◆ TASK DETAILS ◆
Quote the material word for word, from the line containing "Task: list a point for each instance of the blurred green" through the last line of the material.
----------
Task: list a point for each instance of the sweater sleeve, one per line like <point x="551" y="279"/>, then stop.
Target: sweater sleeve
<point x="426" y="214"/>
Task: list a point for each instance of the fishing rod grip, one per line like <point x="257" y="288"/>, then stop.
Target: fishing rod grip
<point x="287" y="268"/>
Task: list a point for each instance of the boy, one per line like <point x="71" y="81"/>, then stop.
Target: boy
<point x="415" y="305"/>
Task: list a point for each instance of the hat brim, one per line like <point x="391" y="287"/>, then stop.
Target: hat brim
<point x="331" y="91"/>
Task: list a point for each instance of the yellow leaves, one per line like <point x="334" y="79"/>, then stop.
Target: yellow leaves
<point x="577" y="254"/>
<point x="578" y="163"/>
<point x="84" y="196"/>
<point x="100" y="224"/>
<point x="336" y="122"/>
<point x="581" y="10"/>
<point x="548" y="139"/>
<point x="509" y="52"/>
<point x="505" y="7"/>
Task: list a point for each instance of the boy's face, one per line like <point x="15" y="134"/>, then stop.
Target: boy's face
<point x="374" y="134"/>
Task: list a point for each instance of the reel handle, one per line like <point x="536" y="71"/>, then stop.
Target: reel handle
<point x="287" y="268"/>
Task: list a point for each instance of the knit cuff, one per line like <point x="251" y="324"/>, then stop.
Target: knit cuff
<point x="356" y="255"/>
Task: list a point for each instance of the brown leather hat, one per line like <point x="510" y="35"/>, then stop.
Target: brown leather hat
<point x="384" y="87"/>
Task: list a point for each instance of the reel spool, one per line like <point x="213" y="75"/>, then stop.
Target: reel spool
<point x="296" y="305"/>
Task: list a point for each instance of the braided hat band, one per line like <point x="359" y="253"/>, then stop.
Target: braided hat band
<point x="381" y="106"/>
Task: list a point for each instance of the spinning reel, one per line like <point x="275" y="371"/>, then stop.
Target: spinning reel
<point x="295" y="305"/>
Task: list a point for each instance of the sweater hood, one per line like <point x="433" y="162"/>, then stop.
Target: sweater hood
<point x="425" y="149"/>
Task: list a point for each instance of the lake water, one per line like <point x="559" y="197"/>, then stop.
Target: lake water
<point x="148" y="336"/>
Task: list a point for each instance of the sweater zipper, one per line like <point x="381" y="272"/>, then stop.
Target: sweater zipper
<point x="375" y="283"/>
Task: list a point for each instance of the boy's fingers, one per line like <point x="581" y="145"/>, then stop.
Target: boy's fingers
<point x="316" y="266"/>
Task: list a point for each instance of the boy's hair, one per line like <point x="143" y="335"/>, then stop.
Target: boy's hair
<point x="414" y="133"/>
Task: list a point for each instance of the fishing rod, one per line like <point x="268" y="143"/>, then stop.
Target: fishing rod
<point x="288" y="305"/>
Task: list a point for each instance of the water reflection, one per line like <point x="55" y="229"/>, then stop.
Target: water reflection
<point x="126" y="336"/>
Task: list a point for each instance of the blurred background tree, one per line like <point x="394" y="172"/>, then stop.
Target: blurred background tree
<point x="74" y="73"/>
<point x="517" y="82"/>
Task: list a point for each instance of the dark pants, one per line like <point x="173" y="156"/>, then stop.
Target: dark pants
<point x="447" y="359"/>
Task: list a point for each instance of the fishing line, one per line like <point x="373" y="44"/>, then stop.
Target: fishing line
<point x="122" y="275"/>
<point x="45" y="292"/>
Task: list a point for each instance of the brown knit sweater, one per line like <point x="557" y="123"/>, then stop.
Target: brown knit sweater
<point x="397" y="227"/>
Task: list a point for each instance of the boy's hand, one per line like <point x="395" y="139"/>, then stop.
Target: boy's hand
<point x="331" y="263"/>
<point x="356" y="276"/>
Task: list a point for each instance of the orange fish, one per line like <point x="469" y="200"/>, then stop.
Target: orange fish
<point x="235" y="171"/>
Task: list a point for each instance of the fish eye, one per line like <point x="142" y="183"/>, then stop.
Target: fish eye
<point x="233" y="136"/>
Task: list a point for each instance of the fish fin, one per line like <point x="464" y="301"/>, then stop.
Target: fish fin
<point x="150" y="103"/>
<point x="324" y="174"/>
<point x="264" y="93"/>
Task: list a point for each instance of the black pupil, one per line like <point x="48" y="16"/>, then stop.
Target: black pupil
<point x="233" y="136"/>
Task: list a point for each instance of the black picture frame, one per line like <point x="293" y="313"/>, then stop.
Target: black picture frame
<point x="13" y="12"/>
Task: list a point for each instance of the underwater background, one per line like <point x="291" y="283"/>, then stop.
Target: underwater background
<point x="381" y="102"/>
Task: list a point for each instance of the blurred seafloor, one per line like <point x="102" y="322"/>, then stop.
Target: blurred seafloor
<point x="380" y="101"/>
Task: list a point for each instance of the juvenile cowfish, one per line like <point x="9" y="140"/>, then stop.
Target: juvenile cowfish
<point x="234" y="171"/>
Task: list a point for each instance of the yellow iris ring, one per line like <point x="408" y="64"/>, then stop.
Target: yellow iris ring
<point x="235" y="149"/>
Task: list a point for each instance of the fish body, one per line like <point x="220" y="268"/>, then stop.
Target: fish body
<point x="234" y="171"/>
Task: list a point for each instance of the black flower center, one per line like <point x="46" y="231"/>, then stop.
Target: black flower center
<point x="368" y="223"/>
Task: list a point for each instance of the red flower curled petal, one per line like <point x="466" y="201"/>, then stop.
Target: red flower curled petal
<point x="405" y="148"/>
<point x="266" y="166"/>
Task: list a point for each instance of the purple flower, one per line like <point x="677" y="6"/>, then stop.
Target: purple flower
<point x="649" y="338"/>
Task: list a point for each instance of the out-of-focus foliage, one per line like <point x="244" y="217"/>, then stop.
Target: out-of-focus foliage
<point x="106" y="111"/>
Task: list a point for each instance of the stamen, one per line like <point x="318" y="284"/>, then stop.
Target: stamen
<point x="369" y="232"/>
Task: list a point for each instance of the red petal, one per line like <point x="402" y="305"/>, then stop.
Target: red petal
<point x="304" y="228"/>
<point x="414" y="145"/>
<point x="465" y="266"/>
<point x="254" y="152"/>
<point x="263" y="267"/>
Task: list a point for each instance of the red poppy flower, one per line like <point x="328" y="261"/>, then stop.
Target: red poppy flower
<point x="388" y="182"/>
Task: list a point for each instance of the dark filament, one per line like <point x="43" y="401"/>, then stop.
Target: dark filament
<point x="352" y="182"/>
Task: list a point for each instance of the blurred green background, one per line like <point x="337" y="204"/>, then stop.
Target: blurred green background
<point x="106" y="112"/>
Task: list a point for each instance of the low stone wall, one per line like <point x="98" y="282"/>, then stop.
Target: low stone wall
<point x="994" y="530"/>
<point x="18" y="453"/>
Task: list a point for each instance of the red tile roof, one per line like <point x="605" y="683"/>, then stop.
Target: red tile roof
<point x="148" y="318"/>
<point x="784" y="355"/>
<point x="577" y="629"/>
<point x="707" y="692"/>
----------
◆ RESPONSE TO THE TASK ◆
Task: list a point for each instance of the blurred green background, one per line like <point x="337" y="204"/>, then stop.
Target: blurred green background
<point x="106" y="112"/>
Task: list a point for each instance of the low stone wall, one per line like <point x="98" y="282"/>, then stop.
Target: low stone wall
<point x="994" y="530"/>
<point x="18" y="453"/>
Task: list a point for each instance of the red tile roof, one per line like <point x="605" y="683"/>, then stop.
Target: red tile roof
<point x="148" y="318"/>
<point x="784" y="355"/>
<point x="577" y="629"/>
<point x="707" y="692"/>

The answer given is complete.